= Work to be completed =
What follows is a block of records; reproduce all of it verbatim.

──────── Raw records

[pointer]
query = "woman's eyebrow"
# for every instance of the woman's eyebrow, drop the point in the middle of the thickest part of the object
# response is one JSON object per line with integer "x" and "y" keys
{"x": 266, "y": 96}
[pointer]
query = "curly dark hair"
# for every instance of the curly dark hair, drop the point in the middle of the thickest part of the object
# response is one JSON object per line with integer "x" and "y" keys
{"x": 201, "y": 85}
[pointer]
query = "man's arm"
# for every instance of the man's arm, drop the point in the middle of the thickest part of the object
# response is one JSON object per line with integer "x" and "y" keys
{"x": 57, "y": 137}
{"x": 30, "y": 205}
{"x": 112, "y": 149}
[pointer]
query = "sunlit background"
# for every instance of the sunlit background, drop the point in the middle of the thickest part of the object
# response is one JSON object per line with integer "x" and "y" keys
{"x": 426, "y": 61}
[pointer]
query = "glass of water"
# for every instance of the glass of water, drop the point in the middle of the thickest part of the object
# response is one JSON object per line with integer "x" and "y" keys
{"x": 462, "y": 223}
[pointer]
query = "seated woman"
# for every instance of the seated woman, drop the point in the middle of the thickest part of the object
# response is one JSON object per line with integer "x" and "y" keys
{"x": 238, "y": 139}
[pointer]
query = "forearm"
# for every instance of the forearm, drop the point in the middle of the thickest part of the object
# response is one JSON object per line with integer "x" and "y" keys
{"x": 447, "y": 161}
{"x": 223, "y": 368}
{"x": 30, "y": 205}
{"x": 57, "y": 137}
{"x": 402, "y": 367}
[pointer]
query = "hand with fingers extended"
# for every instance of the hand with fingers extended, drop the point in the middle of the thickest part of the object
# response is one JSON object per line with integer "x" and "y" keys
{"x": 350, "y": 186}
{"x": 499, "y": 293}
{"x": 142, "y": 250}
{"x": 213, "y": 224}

────────────────

= Solution for this exercise =
[pointer]
query = "woman's eyebrow"
# for every instance of the woman's eyebrow, drop the point in the middle of the thickest part of the object
# response is one JSON object per line with integer "x" and "y" keys
{"x": 266, "y": 96}
[pointer]
query = "curly dark hair"
# for every instance of the curly dark hair, drop the point in the middle of the thickest part of the object
# response is one JSON object per line with integer "x" and "y" keys
{"x": 201, "y": 85}
[pointer]
query = "man's arm"
# for every instance of the man's arm, drop the point in the middle of the thickest part of the object
# response is one JSON object per line with integer "x" and "y" keys
{"x": 57, "y": 137}
{"x": 30, "y": 205}
{"x": 112, "y": 149}
[pointer]
query = "sunlit background"
# for every instance of the sunlit background, drop the point in the middle of the thickest part of the object
# response is one JSON object per line with integer "x" and "y" keys
{"x": 426, "y": 61}
[pointer]
query = "glass of water"
# for every instance of the glass of water, drop the point in the middle of the thickest part of the object
# response is one JSON object per line with integer "x" and "y" keys
{"x": 462, "y": 223}
[pointer]
query = "seated woman"
# for every instance of the seated woman, drop the point in the middle of the thickest part of the object
# response is one JSON object per line with integer "x" and "y" keys
{"x": 238, "y": 139}
[pointer]
query = "forearm"
# for every instance of the forearm, drop the point in the middle of the thickest part of the object
# response is one JSON object per line with integer "x" and "y" keys
{"x": 447, "y": 161}
{"x": 223, "y": 368}
{"x": 30, "y": 205}
{"x": 57, "y": 137}
{"x": 402, "y": 367}
[pointer]
query = "hand with fingers extended"
# for every instance of the hand with fingers extended, drop the point in the middle of the thickest part of the object
# response is one JSON object per line with integer "x" and "y" keys
{"x": 350, "y": 186}
{"x": 499, "y": 293}
{"x": 142, "y": 250}
{"x": 213, "y": 224}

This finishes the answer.